§ Material for this exercise:
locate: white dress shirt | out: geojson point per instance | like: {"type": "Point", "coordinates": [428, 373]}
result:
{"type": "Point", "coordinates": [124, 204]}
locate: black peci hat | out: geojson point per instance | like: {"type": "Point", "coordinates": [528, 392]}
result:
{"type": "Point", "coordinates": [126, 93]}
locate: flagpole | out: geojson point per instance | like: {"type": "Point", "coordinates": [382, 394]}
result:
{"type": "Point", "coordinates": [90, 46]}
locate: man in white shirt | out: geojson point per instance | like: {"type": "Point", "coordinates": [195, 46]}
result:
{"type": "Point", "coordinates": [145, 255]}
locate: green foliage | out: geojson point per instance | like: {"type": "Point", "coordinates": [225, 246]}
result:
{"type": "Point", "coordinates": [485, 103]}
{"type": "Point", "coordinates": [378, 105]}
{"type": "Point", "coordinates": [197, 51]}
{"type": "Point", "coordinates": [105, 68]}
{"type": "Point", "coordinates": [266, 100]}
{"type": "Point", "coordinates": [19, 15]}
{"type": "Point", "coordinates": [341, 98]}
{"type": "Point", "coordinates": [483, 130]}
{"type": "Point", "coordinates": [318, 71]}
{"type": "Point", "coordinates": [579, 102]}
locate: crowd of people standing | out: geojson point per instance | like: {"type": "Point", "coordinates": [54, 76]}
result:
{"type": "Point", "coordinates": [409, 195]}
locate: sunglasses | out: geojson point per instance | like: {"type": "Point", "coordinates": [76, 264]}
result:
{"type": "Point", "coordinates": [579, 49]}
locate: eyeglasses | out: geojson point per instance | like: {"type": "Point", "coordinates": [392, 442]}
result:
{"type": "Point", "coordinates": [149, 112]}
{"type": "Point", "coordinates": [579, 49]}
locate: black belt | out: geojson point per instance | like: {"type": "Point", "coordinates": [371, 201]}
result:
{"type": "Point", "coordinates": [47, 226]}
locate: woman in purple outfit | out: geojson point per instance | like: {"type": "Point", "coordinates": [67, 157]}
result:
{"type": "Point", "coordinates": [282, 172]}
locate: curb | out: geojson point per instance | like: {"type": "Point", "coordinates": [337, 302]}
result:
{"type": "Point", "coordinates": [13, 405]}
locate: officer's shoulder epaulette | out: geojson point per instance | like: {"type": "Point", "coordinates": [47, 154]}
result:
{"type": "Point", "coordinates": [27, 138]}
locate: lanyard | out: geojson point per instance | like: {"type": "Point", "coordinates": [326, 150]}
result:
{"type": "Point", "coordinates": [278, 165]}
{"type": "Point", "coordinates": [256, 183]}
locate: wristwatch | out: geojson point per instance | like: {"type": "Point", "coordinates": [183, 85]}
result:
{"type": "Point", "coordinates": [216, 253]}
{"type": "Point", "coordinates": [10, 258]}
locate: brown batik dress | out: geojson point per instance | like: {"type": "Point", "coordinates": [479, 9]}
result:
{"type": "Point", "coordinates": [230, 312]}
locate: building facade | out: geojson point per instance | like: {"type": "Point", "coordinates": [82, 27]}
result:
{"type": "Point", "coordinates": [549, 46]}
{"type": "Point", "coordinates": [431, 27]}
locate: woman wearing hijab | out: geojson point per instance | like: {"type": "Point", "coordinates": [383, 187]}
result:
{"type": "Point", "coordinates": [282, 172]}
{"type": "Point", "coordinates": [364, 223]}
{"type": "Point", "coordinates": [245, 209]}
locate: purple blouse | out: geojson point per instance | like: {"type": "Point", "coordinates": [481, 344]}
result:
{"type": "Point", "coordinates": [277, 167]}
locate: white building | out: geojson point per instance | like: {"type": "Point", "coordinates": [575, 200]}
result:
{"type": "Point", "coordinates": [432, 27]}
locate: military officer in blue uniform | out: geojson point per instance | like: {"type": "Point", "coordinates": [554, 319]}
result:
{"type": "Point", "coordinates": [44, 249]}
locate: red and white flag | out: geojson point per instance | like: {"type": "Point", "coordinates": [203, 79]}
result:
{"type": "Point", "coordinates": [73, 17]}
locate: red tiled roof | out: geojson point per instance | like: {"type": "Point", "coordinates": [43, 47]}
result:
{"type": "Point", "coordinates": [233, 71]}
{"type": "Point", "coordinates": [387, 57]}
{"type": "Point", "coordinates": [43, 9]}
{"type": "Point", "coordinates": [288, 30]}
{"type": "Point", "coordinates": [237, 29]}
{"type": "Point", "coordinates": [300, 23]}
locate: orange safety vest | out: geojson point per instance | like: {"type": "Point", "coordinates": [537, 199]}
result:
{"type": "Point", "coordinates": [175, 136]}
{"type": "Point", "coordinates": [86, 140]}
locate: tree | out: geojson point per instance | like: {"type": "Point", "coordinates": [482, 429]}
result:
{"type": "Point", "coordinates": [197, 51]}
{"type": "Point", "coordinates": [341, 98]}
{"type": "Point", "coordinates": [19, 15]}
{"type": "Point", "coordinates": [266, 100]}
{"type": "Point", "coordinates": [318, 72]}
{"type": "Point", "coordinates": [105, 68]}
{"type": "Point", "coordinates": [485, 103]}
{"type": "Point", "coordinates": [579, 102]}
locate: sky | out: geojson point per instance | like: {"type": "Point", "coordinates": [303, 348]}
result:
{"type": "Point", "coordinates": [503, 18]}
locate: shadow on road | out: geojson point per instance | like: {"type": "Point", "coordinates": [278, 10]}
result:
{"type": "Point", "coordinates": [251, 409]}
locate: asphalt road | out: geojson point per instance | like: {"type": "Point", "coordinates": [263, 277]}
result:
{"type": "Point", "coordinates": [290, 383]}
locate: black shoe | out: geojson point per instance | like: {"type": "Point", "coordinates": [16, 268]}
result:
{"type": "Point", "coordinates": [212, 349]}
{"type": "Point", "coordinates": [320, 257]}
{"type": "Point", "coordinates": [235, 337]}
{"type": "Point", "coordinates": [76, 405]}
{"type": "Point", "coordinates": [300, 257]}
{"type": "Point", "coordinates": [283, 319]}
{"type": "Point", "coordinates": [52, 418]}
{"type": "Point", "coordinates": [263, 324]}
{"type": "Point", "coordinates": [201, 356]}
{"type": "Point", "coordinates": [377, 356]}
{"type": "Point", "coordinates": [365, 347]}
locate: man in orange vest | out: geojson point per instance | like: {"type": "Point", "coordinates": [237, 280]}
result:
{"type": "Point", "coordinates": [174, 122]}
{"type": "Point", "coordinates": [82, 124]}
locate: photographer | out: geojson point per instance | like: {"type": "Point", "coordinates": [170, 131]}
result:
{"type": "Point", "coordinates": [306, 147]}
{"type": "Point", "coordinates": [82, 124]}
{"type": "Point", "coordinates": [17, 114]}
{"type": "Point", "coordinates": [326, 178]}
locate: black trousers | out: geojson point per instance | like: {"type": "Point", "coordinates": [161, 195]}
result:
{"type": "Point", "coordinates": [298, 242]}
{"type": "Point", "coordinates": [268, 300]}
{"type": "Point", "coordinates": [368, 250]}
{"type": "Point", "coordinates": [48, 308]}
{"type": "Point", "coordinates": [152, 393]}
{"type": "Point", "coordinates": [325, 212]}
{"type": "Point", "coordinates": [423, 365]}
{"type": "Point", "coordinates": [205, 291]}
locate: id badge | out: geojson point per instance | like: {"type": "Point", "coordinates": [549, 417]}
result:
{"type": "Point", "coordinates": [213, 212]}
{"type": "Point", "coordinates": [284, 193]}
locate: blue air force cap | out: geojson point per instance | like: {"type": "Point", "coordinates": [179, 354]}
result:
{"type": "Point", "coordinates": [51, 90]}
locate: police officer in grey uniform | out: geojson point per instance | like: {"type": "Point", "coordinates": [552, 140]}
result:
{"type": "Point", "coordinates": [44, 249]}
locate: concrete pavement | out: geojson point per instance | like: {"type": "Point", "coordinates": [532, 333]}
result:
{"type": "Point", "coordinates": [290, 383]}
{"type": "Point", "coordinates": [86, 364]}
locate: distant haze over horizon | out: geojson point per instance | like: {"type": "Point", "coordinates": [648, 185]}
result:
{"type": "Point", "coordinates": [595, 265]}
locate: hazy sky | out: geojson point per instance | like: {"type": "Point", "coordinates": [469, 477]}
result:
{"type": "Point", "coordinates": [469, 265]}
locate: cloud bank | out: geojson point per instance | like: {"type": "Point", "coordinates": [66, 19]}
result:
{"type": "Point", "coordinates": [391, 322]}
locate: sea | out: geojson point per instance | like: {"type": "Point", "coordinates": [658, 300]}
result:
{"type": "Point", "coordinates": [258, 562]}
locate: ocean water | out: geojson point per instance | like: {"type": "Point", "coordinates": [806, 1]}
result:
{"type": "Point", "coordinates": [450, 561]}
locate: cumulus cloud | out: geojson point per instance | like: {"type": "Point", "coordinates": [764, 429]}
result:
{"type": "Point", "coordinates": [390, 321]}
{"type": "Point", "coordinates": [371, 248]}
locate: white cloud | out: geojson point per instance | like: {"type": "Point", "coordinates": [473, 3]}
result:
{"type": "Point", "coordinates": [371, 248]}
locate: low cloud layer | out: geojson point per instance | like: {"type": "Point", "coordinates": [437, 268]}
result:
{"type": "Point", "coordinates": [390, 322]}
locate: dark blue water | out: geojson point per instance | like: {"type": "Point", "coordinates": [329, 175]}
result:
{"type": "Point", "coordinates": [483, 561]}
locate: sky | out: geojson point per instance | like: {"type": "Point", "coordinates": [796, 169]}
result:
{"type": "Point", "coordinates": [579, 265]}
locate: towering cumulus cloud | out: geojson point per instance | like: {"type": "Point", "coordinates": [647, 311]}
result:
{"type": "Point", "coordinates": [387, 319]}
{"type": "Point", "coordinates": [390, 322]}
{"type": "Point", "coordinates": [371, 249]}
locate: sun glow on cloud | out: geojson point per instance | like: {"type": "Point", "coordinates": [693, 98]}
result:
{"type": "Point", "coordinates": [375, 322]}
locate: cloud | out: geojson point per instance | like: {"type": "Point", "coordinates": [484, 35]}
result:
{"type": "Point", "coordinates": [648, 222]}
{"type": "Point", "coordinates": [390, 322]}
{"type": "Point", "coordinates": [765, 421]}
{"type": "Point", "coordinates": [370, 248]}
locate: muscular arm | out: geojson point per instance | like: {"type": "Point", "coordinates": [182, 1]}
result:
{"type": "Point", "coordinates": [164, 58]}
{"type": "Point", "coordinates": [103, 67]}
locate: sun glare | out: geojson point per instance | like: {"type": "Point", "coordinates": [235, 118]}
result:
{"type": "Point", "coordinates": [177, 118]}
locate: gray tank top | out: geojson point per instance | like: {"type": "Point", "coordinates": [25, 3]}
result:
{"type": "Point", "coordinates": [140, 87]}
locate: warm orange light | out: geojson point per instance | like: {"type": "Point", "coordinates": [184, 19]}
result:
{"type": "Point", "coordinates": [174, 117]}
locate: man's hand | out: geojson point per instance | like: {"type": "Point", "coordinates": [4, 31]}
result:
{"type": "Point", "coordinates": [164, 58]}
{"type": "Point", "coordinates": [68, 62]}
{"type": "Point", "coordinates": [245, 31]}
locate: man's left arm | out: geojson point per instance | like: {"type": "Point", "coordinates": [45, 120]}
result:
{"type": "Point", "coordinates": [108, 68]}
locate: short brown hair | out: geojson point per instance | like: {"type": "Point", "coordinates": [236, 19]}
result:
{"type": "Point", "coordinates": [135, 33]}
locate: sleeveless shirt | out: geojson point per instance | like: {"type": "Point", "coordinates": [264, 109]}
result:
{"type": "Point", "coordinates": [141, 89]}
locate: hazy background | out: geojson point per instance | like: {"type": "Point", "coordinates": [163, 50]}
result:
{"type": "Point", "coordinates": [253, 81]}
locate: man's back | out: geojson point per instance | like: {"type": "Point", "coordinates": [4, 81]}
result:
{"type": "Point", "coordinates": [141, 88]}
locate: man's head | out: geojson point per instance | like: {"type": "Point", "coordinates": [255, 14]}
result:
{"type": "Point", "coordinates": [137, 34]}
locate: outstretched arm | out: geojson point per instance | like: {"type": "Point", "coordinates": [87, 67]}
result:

§ Request:
Copy exactly the lines above, from the one containing "locate: short brown" through the very last line.

§ Task solution:
locate: short brown hair | out: geojson point per instance | like: {"type": "Point", "coordinates": [236, 19]}
result:
{"type": "Point", "coordinates": [135, 33]}
locate: sleeveless shirt | out: geojson point per instance | like: {"type": "Point", "coordinates": [264, 109]}
result:
{"type": "Point", "coordinates": [141, 89]}
locate: hazy background | out: geojson point per instance | like: {"type": "Point", "coordinates": [163, 50]}
result:
{"type": "Point", "coordinates": [253, 81]}
locate: man's back | out: geojson point per instance | like: {"type": "Point", "coordinates": [4, 81]}
result:
{"type": "Point", "coordinates": [141, 88]}
locate: man's head | out: geojson point per instance | like: {"type": "Point", "coordinates": [255, 14]}
result:
{"type": "Point", "coordinates": [137, 34]}
locate: outstretched arm | out: geojson point per instance | like: {"type": "Point", "coordinates": [87, 67]}
result:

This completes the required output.